Red Velvet Chocolate Beet Cookies
Tender and cake-like like red velvet cake. Finish with a swirl of chocolate honey glaze and you’ve got a gold-medal winner of a cookie. Makes about 50 2-inch cookies.
- 1 cup avocado or grapeseed oil
- 1 cup honey
- 2 eggs
- 1 cup (3 to 4 beets), roasted (see note)
- 2 teaspoons grated orange zest
- 1 teaspoon vanilla extract
- 2 cups whole wheat pastry flour (see note)
- ½ cup cocoa powder
- 2 teaspoons baking powder
- ½ teaspoon sea salt
Chocolate Honey Glaze:
- 8 ounces bittersweet chocolate (55 to 70%)
- 4 ounces avocado or grapeseed oil
- 1 tablespoon honey
Make the cookies:
- Preheat oven to 350° F. Slip the skins form the toasted beets. Chop them into small pieces, by hand or in a food processor.
- In a blender puree the oil, honey, eggs, orange zest and vanilla.
- Measure 1 cup of the chopped beets and add to the blender. Puree until smooth. Marvel at the color. Pour into a large bowl.
- Whisk the flour, baking powder and salt in a separate bowl. Add the dry ingredients and beat with the whisk for at least a minute.
- Drop by tablespoons (or a #70 ice cream scoop) onto silicone baking mat or parchment-lined baking sheets.
- Bake about 10 minutes, until the center of a cookie springs back when touched with a finger. Cool. Remove from the baking sheet with a spatula. (You won’t be able to pick the cookies up before scraping them from the pan.)
- Spread a teaspoon or so of Chocolate Honey Glaze on top of each cookie.
Make the Chocolate Honey Glaze:
- Place the chocolate, oil and honey in the top of a double boiler, over gently boiling water; the upper pan should not touch the water.
- When the chocolate is almost melted, remove from the heat. Whisk gently until the oil and chocolate are incorporated. Cool until spreadable but not cold.
- Whole wheat pastry flour is 100% wheat, ground from low-protein softer wheat berries. You can substitute all-purpose flour or white pastry flour.
- To roast beets, scrub but do not peel. Slightly trim the root and stem ends. Place them in a dish with about 1/2-inch of water. Cover with a lid or aluminum foil and bake at 350° F. for 45 minutes to an hour, depending on the size of the beets. Pierce, using a knife or carving fork, to check for tenderness. Allow to cool. Slip off the skins.

[Stored data entries]
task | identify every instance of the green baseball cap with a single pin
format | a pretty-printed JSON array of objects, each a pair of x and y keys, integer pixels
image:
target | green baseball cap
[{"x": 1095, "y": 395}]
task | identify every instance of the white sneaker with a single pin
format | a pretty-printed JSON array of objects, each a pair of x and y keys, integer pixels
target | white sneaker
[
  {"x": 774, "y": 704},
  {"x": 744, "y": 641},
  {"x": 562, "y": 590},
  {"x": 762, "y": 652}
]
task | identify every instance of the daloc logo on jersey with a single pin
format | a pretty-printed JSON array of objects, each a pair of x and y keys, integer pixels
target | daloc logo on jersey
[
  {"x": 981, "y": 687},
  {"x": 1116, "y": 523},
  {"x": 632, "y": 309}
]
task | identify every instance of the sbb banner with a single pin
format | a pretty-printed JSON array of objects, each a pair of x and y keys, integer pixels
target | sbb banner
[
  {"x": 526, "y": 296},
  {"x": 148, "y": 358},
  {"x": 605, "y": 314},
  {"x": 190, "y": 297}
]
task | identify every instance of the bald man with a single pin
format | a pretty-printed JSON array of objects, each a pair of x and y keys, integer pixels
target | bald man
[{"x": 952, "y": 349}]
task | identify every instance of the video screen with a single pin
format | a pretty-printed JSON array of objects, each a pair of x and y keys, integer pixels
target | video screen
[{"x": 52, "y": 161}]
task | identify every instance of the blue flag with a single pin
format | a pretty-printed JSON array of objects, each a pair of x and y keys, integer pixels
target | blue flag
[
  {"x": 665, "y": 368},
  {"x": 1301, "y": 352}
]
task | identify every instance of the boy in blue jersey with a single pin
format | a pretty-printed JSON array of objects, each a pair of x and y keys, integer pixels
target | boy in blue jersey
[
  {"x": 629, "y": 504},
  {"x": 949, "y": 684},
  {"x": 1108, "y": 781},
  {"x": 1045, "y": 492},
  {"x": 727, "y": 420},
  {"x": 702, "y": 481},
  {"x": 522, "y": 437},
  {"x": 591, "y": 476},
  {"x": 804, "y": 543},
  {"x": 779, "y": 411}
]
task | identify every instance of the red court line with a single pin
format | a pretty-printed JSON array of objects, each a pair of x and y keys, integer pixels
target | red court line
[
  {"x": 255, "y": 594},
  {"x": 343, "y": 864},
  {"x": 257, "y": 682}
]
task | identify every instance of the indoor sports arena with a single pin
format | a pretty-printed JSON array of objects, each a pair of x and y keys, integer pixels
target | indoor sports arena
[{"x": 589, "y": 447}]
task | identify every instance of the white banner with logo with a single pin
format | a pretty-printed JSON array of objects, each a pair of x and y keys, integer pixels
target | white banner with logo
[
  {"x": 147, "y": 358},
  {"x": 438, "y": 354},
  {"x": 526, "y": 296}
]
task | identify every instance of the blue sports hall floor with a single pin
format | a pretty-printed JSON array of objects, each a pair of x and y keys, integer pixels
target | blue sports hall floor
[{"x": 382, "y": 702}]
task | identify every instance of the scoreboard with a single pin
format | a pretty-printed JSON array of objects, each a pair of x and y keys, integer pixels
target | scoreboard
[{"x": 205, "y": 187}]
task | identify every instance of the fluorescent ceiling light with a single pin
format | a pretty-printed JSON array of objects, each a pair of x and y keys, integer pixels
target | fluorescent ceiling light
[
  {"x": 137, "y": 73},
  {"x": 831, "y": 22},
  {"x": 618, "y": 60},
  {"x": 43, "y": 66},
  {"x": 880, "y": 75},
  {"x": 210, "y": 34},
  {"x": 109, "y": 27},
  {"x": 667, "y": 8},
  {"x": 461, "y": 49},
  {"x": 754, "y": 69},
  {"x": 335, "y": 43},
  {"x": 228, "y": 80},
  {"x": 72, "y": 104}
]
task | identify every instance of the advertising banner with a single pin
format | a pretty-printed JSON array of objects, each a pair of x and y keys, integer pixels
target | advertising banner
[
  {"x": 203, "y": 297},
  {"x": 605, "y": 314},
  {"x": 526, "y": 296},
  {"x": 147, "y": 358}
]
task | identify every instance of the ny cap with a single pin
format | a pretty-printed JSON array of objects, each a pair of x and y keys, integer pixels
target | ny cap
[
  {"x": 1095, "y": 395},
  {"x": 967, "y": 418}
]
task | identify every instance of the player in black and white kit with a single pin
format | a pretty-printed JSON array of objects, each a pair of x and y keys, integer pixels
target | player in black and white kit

* Assignment *
How many cookies does the cookie recipe say it makes, and at what size?

* Exercise output *
About 50 cookies, each 2 inches.